Records from a data source:
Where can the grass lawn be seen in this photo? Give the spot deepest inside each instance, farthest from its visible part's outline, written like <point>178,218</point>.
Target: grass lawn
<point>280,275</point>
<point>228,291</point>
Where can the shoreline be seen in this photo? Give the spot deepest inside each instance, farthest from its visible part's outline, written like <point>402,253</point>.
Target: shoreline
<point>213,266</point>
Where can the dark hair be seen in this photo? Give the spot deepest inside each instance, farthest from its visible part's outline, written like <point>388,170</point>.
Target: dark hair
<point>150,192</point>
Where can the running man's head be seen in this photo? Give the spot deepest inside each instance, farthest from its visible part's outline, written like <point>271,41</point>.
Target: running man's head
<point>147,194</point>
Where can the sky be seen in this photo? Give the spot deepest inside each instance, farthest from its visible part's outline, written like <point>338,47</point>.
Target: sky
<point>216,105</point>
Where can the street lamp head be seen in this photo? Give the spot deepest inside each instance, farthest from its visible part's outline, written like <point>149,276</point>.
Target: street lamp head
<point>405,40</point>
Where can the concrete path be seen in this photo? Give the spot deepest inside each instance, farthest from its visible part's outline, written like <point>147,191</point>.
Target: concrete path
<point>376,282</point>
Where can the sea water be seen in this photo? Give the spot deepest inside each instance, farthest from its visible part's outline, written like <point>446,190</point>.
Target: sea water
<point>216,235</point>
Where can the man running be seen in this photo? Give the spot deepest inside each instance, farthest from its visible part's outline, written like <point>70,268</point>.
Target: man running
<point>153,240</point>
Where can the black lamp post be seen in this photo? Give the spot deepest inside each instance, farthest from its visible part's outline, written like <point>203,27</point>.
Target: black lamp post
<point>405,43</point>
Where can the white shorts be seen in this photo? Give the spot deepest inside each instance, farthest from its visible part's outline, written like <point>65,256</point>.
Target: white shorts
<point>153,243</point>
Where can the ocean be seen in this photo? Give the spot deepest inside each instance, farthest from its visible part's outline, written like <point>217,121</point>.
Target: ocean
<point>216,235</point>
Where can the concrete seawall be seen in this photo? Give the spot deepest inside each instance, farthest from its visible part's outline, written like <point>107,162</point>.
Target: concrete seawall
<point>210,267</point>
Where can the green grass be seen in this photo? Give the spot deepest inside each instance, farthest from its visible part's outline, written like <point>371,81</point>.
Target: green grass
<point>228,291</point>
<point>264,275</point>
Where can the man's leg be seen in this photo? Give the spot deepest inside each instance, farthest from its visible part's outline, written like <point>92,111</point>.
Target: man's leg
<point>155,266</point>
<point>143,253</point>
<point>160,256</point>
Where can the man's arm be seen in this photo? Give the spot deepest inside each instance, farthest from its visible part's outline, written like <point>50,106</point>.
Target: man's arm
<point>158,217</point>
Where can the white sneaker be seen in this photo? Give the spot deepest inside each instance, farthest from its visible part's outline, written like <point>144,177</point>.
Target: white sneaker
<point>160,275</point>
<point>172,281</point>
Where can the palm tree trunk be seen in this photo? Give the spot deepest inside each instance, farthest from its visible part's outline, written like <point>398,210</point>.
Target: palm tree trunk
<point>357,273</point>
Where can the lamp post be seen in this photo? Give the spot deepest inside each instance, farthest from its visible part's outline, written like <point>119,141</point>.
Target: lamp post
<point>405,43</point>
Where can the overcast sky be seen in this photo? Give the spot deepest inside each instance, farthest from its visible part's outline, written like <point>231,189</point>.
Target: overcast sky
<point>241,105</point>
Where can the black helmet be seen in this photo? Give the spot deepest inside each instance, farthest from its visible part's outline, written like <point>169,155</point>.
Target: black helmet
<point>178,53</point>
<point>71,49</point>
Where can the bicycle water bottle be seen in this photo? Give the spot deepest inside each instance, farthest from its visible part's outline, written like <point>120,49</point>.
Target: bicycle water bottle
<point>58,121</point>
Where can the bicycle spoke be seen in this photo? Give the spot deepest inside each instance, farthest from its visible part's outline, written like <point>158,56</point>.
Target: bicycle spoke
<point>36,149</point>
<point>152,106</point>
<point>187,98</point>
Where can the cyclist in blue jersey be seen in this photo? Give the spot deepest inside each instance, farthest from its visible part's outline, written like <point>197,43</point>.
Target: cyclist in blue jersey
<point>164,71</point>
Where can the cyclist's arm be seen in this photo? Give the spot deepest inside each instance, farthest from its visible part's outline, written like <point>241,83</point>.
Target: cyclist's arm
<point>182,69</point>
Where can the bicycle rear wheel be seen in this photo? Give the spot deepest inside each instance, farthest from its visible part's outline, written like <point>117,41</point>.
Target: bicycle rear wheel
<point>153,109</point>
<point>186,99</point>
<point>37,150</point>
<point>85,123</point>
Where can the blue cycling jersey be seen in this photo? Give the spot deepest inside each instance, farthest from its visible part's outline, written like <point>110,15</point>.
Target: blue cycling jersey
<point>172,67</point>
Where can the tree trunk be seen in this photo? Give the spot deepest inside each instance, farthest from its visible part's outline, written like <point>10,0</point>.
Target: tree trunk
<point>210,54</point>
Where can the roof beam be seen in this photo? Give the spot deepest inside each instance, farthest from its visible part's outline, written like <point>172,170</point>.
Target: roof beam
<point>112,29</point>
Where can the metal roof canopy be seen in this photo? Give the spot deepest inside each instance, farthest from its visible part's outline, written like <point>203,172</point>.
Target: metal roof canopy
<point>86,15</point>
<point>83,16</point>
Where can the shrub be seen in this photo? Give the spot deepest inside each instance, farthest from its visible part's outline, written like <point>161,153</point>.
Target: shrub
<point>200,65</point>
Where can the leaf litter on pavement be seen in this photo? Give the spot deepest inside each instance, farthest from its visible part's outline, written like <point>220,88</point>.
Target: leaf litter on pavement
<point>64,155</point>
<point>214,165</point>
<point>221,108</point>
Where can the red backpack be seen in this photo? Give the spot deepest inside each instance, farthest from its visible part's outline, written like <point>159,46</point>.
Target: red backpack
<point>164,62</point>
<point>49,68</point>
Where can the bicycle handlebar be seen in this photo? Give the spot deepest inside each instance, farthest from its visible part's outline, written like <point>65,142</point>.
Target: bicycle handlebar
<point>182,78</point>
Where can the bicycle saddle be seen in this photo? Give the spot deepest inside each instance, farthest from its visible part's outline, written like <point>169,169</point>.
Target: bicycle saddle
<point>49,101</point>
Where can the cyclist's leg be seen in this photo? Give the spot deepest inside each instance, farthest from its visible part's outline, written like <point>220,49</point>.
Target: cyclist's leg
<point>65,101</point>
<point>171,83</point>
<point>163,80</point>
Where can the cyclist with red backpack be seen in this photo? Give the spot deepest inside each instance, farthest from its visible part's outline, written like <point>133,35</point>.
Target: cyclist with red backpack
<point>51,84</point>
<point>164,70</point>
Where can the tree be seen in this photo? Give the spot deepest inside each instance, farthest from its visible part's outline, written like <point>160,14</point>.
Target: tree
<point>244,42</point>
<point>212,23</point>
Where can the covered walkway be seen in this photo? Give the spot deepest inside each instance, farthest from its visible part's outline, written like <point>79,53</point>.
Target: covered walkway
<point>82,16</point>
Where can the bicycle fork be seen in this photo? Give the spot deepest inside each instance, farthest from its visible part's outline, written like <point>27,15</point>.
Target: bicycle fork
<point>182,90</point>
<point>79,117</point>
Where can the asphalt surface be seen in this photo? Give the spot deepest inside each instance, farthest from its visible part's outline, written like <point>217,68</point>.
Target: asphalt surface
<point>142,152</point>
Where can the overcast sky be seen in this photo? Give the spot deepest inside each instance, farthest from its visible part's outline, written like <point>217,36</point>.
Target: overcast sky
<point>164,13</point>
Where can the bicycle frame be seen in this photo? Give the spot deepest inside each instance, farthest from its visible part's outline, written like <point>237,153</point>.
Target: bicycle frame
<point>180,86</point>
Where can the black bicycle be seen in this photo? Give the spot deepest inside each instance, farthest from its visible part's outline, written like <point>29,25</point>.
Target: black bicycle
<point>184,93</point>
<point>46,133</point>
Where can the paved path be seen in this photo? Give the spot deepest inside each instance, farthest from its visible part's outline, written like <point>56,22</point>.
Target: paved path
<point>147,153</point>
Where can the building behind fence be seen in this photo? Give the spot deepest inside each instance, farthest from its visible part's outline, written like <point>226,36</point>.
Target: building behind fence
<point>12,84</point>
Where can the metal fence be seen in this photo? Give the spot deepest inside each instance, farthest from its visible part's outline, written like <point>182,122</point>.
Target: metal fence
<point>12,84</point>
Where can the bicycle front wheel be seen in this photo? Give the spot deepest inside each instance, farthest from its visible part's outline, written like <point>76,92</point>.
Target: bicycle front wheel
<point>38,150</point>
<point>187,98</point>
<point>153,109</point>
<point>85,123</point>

PROBLEM:
An exact copy of the lines above between the line holding "Where can the dark" and the line holding "Where can the sea", inclusive, is the whole answer.

OUTPUT FOR THIS EXERCISE:
Where can the dark hair be seen in this photo? Give the spot deepest inside each instance, farthest from its visible part's outline, written like <point>388,170</point>.
Target: dark hair
<point>150,192</point>
Where can the running man's head be seen in this photo? Give the spot deepest inside each instance, farthest from its visible part's outline, written like <point>271,41</point>.
Target: running man's head
<point>147,194</point>
Where can the sky be seen in this photo? Give the spot deepest inside each instance, farthest from its visible part's outline, written like <point>338,47</point>.
Target: sky
<point>216,105</point>
Where can the street lamp head be seen in this photo? Give the spot deepest inside each instance, farthest from its visible part's outline, written like <point>149,276</point>.
Target: street lamp head
<point>405,40</point>
Where can the concrete path be seen in this photo? Give the spot deepest inside each instance, farthest from its visible part's outline, written like <point>147,191</point>.
Target: concrete path
<point>376,282</point>
Where can the sea water be seen in this photo? Give the spot deepest inside each instance, farthest from its visible part's outline, written like <point>446,190</point>.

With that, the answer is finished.